# Start of Information supplied

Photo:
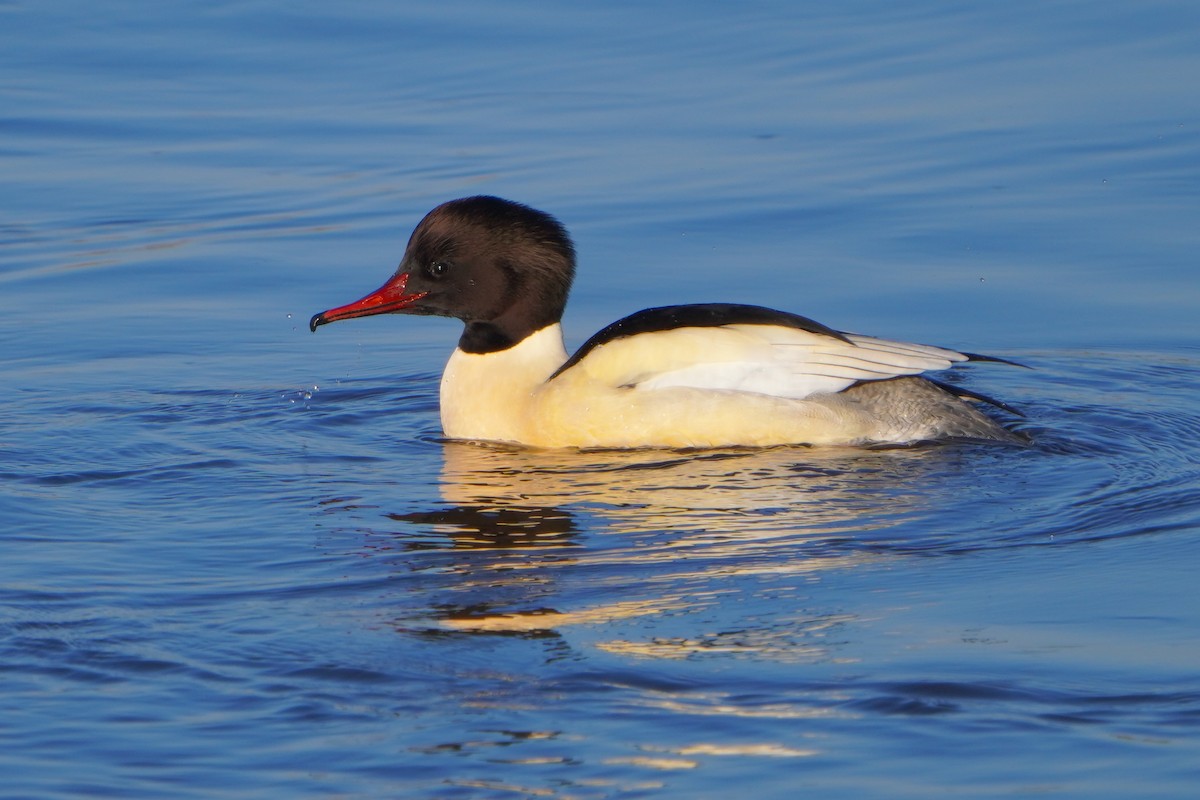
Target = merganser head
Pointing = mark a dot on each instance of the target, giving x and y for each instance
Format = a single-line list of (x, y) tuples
[(502, 268)]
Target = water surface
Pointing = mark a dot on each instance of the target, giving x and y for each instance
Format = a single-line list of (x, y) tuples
[(239, 559)]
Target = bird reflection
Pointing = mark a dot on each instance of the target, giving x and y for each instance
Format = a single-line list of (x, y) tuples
[(531, 541)]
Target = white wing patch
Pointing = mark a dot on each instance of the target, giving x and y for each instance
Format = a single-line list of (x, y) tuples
[(763, 359)]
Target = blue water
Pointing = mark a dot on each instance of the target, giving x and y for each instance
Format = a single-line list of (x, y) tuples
[(238, 559)]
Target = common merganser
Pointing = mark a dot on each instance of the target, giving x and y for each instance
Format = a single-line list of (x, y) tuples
[(695, 376)]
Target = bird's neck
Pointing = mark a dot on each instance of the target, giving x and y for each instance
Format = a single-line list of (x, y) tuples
[(490, 395)]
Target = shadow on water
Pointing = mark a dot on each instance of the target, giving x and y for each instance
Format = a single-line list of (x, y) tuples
[(528, 542)]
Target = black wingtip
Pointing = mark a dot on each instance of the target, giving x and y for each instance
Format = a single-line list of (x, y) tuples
[(976, 356)]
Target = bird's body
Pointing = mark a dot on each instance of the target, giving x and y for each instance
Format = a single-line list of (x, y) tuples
[(697, 376)]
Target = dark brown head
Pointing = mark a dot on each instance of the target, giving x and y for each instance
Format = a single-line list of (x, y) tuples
[(502, 268)]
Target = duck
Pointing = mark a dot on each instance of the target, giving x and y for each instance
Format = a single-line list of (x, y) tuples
[(696, 376)]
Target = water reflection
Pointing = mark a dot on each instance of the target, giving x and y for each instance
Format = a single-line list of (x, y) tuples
[(529, 542)]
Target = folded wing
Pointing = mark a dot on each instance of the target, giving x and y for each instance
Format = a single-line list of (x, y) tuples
[(785, 356)]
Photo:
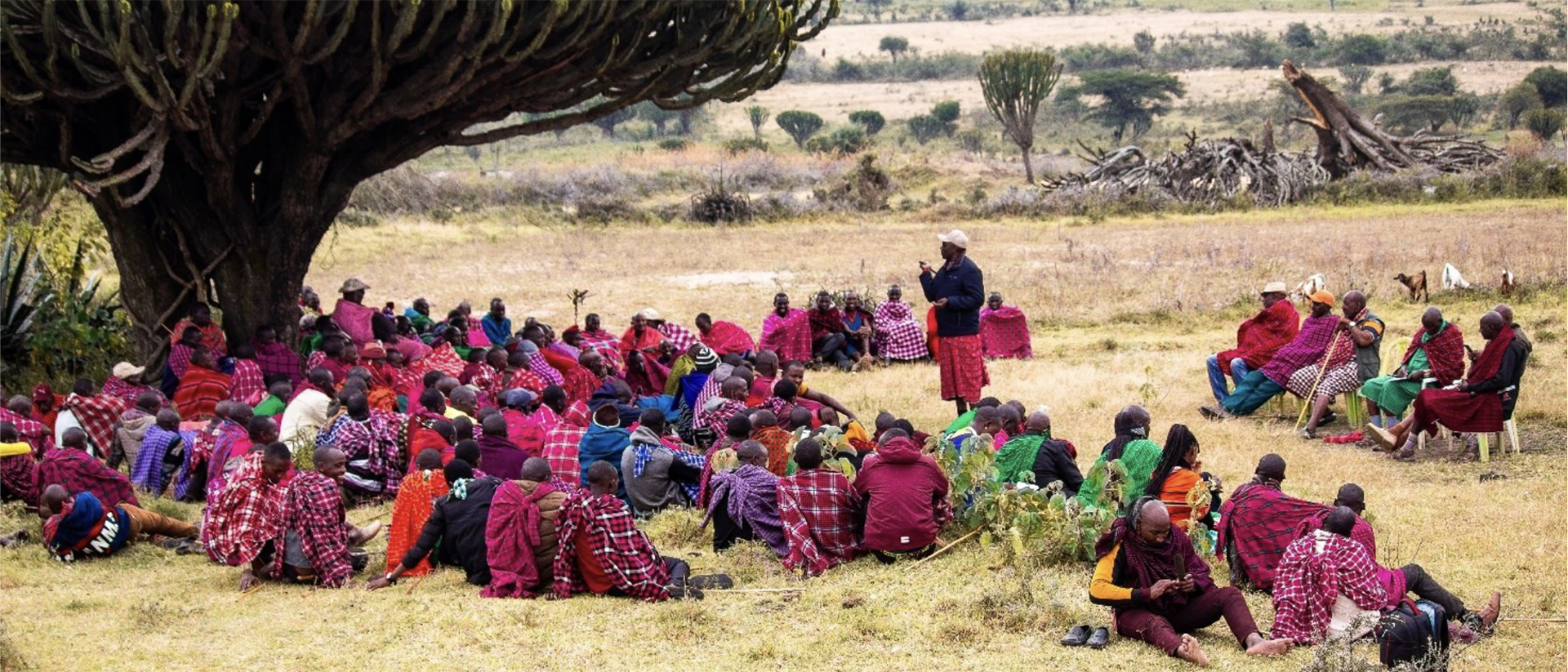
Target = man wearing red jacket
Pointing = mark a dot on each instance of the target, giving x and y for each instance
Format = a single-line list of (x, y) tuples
[(905, 499), (1256, 340)]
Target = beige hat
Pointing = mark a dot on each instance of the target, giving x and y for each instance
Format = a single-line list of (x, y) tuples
[(956, 237), (126, 370)]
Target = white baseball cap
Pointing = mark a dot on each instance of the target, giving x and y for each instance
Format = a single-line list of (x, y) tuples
[(956, 237)]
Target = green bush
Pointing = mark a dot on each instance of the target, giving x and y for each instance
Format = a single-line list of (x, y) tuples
[(845, 140), (925, 127)]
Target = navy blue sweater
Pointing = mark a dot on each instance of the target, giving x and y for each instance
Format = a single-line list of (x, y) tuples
[(963, 287)]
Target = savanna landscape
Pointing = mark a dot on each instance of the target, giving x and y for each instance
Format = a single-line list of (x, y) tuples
[(719, 209)]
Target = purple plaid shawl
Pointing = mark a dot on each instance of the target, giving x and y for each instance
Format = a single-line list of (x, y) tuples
[(751, 499), (1305, 349)]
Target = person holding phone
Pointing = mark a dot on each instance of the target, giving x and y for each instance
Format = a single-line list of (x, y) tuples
[(957, 291), (1437, 349), (1160, 591)]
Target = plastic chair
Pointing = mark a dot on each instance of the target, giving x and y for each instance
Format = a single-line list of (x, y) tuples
[(1510, 431)]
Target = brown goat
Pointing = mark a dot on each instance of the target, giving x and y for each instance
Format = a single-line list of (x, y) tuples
[(1416, 284)]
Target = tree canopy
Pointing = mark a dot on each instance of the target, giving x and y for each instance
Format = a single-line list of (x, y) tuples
[(218, 140), (1015, 83)]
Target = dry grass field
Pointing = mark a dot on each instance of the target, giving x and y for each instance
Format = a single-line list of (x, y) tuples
[(1123, 312), (1060, 30), (905, 99)]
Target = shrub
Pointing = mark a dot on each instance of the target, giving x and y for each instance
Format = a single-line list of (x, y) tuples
[(866, 189), (1360, 49), (925, 127), (1544, 122), (869, 119), (799, 124), (1551, 83), (845, 140), (745, 145)]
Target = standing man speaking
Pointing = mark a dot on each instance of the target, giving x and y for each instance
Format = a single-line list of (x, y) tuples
[(957, 291)]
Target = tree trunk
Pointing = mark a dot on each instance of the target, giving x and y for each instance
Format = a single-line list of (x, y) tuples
[(243, 245)]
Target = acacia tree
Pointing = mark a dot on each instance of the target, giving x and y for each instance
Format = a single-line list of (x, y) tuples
[(758, 115), (799, 124), (218, 140), (1015, 83)]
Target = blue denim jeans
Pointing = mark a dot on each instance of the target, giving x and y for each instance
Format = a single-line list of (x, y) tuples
[(1217, 376)]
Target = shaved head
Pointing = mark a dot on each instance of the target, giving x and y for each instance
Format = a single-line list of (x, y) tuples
[(751, 453)]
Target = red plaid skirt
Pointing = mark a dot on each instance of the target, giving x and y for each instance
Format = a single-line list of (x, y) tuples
[(961, 367), (1459, 411)]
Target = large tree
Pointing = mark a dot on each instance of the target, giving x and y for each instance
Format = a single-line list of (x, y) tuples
[(218, 140)]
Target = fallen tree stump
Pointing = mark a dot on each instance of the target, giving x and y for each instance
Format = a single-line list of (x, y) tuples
[(1214, 171)]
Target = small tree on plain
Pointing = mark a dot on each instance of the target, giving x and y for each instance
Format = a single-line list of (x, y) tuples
[(1551, 83), (925, 127), (947, 112), (894, 46), (1015, 83), (1545, 122), (1143, 41), (758, 115), (1355, 77), (869, 119), (799, 124), (1129, 99), (1517, 100)]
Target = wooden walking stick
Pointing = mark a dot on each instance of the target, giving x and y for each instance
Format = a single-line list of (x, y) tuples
[(1322, 370)]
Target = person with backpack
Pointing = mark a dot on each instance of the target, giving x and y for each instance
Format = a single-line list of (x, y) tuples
[(1329, 585)]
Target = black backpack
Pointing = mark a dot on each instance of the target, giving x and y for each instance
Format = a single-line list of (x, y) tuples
[(1416, 633)]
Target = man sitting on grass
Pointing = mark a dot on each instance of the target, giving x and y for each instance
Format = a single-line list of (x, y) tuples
[(248, 516), (905, 496), (817, 510), (1004, 331), (76, 470), (1267, 383), (744, 503), (1160, 591), (1258, 522), (603, 552), (455, 528), (82, 527), (657, 475)]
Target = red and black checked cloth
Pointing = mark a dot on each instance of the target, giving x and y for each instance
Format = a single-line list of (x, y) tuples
[(817, 508), (625, 552)]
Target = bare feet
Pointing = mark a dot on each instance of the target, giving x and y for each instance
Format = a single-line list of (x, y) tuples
[(1490, 613), (359, 536), (1191, 652), (1271, 648)]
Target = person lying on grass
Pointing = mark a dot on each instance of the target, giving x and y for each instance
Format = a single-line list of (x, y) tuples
[(82, 527)]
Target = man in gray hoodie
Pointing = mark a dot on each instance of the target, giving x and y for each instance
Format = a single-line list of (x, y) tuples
[(656, 475)]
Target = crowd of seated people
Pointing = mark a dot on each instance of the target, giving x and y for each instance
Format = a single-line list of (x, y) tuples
[(529, 460)]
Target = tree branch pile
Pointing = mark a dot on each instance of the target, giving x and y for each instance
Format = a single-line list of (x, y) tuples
[(1214, 171), (1208, 171)]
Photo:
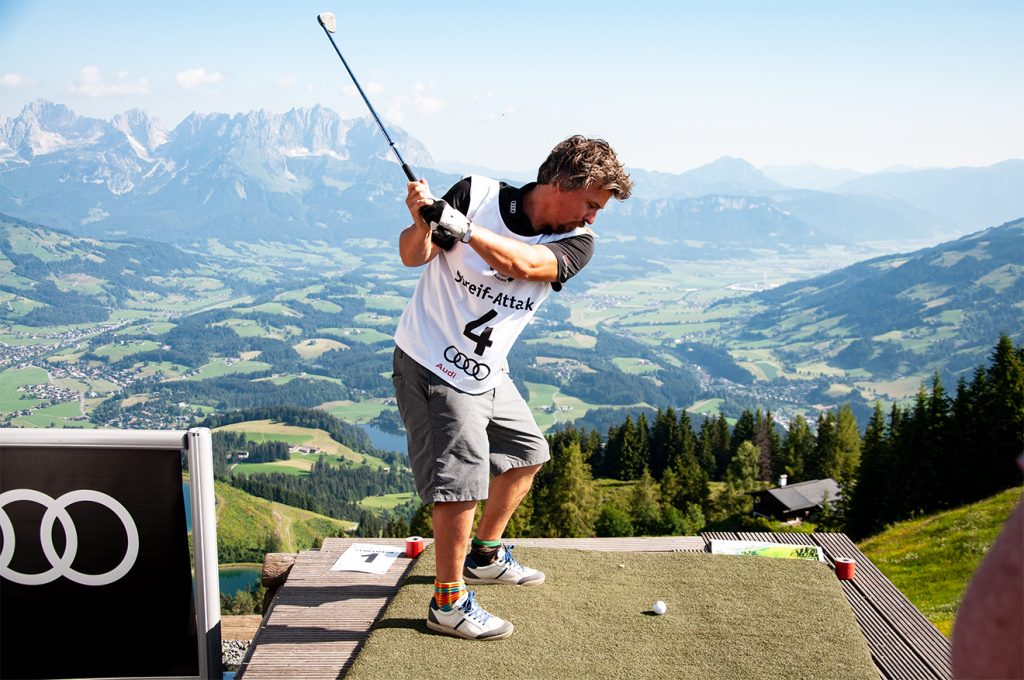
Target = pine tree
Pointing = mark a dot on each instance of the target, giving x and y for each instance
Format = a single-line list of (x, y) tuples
[(869, 501), (822, 460), (566, 505), (706, 448), (767, 441), (847, 447), (743, 468), (1001, 401), (645, 511), (745, 430), (722, 447), (798, 445), (665, 439)]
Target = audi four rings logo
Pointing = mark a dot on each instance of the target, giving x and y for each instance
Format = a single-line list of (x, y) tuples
[(56, 509), (468, 365)]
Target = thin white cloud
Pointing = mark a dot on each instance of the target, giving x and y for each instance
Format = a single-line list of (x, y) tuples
[(14, 81), (91, 84), (193, 78), (428, 105), (395, 114), (369, 88)]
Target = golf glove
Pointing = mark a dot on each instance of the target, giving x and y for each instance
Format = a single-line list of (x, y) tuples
[(445, 220)]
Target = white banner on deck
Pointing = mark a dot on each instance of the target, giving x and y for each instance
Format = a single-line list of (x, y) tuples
[(368, 558)]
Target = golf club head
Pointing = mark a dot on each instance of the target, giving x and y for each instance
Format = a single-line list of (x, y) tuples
[(328, 22)]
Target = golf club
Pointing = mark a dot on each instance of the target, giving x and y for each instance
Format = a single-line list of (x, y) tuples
[(328, 22)]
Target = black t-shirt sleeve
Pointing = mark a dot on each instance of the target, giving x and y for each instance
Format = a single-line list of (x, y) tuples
[(458, 198), (572, 255)]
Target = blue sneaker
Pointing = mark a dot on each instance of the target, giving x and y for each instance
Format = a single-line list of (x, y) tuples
[(468, 620), (505, 569)]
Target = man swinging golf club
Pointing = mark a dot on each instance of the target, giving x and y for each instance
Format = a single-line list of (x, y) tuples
[(494, 253)]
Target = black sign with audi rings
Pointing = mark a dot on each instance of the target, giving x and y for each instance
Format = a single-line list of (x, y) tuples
[(90, 540), (467, 365)]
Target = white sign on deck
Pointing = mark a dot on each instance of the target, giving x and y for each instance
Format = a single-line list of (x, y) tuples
[(368, 558)]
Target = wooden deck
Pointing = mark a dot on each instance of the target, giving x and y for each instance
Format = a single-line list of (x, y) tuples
[(320, 619)]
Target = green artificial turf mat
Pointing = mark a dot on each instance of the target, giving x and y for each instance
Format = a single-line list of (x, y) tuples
[(728, 618)]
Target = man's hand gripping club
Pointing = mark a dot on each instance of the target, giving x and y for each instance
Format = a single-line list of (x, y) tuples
[(440, 217), (445, 220)]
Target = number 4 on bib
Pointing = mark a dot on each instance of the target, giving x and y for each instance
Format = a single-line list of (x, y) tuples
[(482, 340)]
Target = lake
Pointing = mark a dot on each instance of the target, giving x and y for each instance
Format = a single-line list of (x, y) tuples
[(232, 579), (385, 440)]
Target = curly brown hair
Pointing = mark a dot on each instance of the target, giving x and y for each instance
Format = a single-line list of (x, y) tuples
[(581, 162)]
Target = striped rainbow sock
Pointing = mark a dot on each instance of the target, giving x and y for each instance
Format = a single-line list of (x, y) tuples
[(446, 594)]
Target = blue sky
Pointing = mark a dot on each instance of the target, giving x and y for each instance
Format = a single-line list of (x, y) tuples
[(672, 85)]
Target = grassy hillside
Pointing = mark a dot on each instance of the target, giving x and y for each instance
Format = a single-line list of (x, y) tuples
[(247, 525), (932, 559)]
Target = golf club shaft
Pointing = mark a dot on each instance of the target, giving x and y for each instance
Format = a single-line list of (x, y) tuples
[(404, 166)]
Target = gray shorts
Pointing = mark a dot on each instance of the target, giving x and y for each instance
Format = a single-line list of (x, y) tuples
[(456, 439)]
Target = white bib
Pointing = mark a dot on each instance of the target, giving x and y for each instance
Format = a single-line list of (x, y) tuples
[(464, 316)]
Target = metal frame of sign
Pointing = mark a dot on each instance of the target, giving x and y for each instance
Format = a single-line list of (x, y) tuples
[(199, 447)]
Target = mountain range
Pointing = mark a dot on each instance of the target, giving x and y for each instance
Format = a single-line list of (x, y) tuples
[(309, 174)]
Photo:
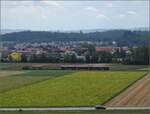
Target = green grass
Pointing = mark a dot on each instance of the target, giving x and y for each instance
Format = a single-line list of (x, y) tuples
[(145, 69), (29, 77), (85, 112), (77, 89)]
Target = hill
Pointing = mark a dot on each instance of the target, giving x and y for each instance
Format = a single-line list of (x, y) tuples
[(123, 37)]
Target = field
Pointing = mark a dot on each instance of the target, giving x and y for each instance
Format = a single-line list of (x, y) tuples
[(138, 95), (16, 79), (85, 112), (63, 88)]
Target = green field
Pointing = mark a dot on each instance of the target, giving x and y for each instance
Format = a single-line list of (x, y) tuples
[(85, 112), (84, 88), (28, 77)]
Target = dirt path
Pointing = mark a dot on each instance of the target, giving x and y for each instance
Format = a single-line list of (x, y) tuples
[(138, 95)]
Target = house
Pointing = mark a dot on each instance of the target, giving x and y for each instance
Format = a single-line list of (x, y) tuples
[(15, 56)]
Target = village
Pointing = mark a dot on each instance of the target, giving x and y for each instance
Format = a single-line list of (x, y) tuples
[(69, 52)]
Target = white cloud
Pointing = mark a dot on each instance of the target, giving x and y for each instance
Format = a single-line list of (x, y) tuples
[(131, 12), (51, 3), (103, 16), (122, 15), (91, 8), (109, 4)]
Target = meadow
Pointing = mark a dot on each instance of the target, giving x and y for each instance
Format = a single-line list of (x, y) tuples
[(66, 88), (16, 79), (85, 112)]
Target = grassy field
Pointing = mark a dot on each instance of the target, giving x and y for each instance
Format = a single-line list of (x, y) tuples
[(85, 112), (72, 89), (9, 80)]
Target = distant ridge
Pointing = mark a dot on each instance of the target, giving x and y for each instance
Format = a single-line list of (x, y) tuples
[(5, 31)]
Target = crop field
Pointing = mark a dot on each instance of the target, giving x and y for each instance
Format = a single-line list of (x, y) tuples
[(16, 79), (113, 67), (63, 88), (85, 112)]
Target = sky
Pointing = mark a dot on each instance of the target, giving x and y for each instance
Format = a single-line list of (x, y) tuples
[(74, 15)]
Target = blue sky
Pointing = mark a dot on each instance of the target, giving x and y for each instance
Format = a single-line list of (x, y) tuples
[(73, 15)]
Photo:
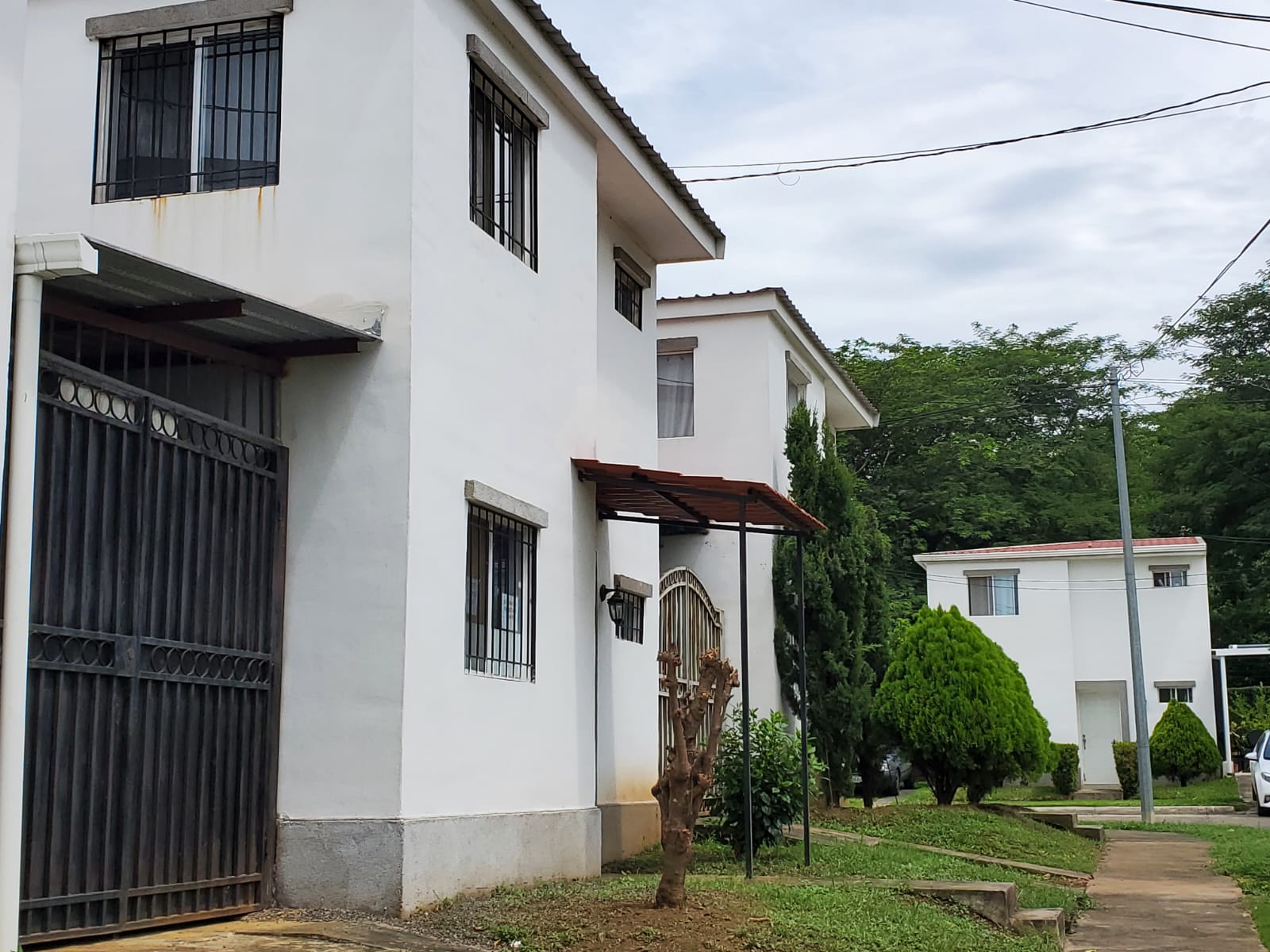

# End of Information supplied

#### Stated exercise:
Copy out word for word the lines from the one containing "Target = bird's neck" through the one containing "[(696, 376)]", both included.

#### Reply to the exercise:
Target = bird's neck
Pointing = mark a dot on each instance of the target, giving x and y for each instance
Format = a single-line list of (x, y) tuples
[(490, 395)]
Target = shadow on water
Pointing = mark a dot on each instance of the target, giving x and y for each instance
Format = a single-line list of (x, y) tuples
[(528, 542)]
Target = black wingtip
Pointing = mark a dot on each instance of the target, giving x and y for each instance
Format = a single-line list of (x, y) tuples
[(976, 356)]
Target = bird's body
Pointing = mark a dot on each instance of the target, giving x and y for each instance
Format = a single-line list of (x, y) tuples
[(697, 376)]
Target = dark brown head
Pointing = mark a dot on each instance of the target, giving x and y for each instance
Format = a single-line list of (x, y) tuples
[(502, 268)]
Target = duck
Pointing = mark a dot on each instance of the target, giving x and y for each instance
Format = a single-line list of (x, y) tuples
[(696, 376)]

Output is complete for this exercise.